> _Work to do_:
a) From the Mountain School application page, list the high school classroom subjects given as examples of courses a recommending teacher might have taught.
b) Repeat the Mountain School application page word for word from "Our Application Process" up to and including "hear from you.".
c) Write the next part of the Mountain School application page, picking up right after its last sentence.

> _Text shown_:
===============
Our Application Process
Decided that the Mountain School is the place for you?
Review the sections below to learn how to get started and build a strong application. We can’t wait to hear from you.
Application Steps
1. Submit an online inquiry
To begin the process, please submit a quick inquiry form on our website. You’ll then receive an email invite to set up login credentials for our portal and start your application. You’ll also have a chance to set up a meeting with a member of our admissions team to answer any questions you have about our program, application, or Essential Eligibility Criteria (EEC).
2. Apply online by February 15th
When you log into our Blackbaud portal, you’ll see each required step on your landing page. A full application package consists of:
Student statements (a series of short responses and one longer essay of no more than 500 words)
Two teacher recommendations, both of which must be from teachers that taught you in classroom courses in high school (eg. English, history, math, science, foreign language, arts). You’ll request your recommendations through the Blackbaud portal. Although we prefer to receive only two recommendations, if you feel very strongly that a third should be submitted (e.g. from a coach, advisor, etc.), you can submit it by emailing it to us at admissions@mountainschool.org. One extra recommendation is the maximum we will accept.
A transcript from your current school, which should include all grades earned in high school, including the first semester/trimester of the current year (10th or 11th grade)
===============
[Bounding-box entries]

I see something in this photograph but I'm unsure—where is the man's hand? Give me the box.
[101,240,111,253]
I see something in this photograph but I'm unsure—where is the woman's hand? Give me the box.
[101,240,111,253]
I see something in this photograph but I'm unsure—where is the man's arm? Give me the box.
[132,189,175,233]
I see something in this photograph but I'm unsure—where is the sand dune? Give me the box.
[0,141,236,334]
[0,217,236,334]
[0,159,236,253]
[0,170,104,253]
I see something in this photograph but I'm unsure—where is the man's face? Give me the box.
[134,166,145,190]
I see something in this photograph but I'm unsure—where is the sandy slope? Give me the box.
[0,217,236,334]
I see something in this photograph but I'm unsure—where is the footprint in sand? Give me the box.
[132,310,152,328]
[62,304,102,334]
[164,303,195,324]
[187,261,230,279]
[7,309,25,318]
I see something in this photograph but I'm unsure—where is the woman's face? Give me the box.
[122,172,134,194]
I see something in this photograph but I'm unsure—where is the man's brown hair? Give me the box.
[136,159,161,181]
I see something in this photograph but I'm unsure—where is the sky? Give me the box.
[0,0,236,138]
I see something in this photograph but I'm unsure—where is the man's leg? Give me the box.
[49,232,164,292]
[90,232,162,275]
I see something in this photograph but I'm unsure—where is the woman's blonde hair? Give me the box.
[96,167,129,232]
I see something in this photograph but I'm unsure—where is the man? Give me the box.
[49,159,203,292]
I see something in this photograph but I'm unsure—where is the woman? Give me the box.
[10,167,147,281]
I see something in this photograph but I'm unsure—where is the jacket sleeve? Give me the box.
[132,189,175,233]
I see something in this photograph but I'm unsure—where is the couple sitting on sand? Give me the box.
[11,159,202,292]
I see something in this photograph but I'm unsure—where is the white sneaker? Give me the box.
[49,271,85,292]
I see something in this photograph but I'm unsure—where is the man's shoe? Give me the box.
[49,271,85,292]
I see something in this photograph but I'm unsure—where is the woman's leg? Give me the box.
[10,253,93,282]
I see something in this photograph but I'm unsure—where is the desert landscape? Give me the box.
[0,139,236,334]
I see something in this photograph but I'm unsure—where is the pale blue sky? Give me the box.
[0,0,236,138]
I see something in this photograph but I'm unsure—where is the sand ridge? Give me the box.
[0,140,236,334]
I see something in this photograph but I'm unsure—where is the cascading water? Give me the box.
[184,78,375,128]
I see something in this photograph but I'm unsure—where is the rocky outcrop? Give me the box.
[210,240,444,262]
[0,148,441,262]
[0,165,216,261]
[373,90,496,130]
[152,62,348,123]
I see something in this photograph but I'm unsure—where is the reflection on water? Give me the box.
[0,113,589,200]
===============
> _Responses to the exercise_:
a) English, history, math, science, foreign language, arts

b)
Our Application Process
Decided that the Mountain School is the place for you?
Review the sections below to learn how to get started and build a strong application. We can’t wait to hear from you.

c)
(If your family is applying for a need-based scholarship) A Parent Financial Statement with supporting documents, submitted in SSS by the application due date. More information about Tuition and Financial Aid can be found here.
Please note that the Mountain School does not inquire about the immigration status for any applicant or family member. We also do not inquire about immigration status in our need-based scholarship decisions.
3. Accept your spot!
After decisions are released on March 7th, you and your family will have two weeks from your notification date to decide whether to enroll at TMS, pay your deposit, and complete your contract.
For planning purposes, our typical fall semester runs from late August through mid-December, with a break for Thanksgiving. The typical spring semester runs from the first Saturday in February through the first Saturday in June, with a 2.5-week spring break at the end of March.
Essay Prompts
Curious about our essay prompts?
Our application questions aren’t meant to be surprises or secrets!
We just want the chance to learn about you, from you, in your own voice. So here’s what we’ll ask you to share!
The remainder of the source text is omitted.